Count the lines in the data below that contain the string "white", treating uppercase and lowercase as different. Reply with the number only.

__Named-object pointing data__.
========================================================================

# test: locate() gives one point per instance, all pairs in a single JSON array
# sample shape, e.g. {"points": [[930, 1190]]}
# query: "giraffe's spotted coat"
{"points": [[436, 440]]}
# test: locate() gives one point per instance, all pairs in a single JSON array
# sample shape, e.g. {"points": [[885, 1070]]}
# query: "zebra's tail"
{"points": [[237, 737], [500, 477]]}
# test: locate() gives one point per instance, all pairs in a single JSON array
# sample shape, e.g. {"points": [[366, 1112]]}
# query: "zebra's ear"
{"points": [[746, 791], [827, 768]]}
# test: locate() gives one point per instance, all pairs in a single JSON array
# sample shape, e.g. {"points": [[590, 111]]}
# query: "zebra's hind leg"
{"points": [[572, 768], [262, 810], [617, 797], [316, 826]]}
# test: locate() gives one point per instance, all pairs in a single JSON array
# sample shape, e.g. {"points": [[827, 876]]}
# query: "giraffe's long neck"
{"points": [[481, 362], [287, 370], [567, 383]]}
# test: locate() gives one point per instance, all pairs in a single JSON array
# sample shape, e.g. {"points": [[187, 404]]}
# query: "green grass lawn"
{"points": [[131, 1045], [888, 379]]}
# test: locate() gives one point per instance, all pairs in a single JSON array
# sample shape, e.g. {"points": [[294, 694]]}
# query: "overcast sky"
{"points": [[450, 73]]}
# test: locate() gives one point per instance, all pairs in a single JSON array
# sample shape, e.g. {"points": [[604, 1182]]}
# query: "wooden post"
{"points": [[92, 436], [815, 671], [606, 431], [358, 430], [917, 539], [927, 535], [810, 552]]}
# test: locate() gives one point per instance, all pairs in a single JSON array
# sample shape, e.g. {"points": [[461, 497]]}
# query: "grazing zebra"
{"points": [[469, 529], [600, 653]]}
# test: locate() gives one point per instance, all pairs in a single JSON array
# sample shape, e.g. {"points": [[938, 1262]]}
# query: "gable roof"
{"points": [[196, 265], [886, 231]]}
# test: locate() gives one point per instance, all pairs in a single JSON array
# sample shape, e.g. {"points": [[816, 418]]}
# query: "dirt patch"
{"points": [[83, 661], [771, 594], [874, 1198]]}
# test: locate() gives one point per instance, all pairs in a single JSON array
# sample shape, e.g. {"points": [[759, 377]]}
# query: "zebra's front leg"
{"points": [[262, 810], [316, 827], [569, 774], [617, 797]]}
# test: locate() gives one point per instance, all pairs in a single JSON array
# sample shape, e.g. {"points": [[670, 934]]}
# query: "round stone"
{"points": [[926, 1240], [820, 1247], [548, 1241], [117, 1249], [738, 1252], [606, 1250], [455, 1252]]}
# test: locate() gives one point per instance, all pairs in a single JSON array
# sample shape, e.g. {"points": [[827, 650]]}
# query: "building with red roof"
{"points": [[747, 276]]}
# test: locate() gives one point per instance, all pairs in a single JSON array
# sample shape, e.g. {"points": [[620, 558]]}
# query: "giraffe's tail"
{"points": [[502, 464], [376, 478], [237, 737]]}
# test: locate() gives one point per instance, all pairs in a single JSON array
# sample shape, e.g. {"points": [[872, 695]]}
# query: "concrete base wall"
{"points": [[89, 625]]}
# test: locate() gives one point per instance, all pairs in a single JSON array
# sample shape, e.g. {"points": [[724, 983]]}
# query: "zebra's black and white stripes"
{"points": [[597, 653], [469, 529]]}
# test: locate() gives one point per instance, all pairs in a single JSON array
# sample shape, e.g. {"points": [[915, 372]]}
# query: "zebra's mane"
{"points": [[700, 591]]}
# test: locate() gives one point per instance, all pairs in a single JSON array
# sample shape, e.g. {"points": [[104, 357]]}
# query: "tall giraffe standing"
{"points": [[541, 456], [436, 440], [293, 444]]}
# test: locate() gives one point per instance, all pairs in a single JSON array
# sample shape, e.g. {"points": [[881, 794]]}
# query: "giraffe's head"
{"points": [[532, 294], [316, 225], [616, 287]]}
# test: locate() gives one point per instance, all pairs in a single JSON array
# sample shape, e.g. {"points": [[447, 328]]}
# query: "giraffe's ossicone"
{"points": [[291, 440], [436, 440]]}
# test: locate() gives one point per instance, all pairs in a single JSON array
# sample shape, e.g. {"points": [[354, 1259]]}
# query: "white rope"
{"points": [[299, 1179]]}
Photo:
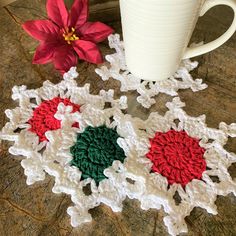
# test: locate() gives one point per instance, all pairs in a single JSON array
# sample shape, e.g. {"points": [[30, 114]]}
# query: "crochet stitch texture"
{"points": [[132, 176], [43, 118], [177, 156], [95, 150]]}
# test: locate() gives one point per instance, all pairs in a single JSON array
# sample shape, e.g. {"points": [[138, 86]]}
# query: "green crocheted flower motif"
{"points": [[95, 150]]}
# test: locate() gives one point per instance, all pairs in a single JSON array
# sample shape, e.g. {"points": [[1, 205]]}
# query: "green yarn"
{"points": [[95, 150]]}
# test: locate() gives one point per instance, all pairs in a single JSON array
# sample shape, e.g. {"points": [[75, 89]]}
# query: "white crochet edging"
{"points": [[68, 178], [26, 143], [146, 90], [152, 189]]}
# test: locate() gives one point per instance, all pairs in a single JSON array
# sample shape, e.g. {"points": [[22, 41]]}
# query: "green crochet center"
{"points": [[95, 150]]}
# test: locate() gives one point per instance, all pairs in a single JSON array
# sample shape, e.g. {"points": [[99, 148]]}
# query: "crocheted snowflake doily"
{"points": [[30, 123], [146, 90], [175, 155]]}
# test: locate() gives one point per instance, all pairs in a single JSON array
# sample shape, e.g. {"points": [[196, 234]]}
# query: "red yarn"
{"points": [[43, 118], [177, 156]]}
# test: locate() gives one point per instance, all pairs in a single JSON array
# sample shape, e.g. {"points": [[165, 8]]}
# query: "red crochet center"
{"points": [[43, 118], [177, 156]]}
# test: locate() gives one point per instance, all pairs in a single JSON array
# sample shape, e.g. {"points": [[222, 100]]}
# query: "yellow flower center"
{"points": [[70, 35]]}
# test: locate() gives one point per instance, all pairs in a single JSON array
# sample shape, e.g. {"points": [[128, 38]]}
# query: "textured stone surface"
{"points": [[35, 210]]}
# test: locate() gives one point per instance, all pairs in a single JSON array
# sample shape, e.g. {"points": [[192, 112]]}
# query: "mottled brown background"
{"points": [[35, 210]]}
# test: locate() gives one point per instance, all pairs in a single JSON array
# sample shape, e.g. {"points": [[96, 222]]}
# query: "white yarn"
{"points": [[133, 178], [151, 189], [146, 90]]}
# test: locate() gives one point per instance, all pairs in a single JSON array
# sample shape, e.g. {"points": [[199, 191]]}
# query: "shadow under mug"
{"points": [[157, 32]]}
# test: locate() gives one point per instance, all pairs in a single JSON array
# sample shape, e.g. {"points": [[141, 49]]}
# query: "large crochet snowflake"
{"points": [[175, 155], [146, 90], [31, 122]]}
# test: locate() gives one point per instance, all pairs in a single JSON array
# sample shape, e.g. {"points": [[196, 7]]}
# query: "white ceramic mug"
{"points": [[157, 32]]}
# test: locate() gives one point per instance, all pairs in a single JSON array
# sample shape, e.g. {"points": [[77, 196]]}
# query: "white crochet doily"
{"points": [[27, 143], [152, 189], [146, 90], [134, 176]]}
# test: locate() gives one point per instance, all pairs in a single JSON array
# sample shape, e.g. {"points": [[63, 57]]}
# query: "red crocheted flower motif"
{"points": [[43, 118], [177, 156]]}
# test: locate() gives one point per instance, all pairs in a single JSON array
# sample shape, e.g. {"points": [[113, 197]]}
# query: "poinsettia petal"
{"points": [[64, 58], [88, 51], [57, 12], [79, 13], [44, 52], [42, 30], [95, 31]]}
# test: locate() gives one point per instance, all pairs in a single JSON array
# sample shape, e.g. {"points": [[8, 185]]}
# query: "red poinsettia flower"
{"points": [[66, 34]]}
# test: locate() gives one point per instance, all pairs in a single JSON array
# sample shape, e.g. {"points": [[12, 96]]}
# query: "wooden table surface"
{"points": [[35, 210]]}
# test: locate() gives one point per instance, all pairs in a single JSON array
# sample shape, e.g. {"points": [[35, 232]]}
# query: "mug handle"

========================================================================

__SOLUTION TO THIS PROBLEM__.
6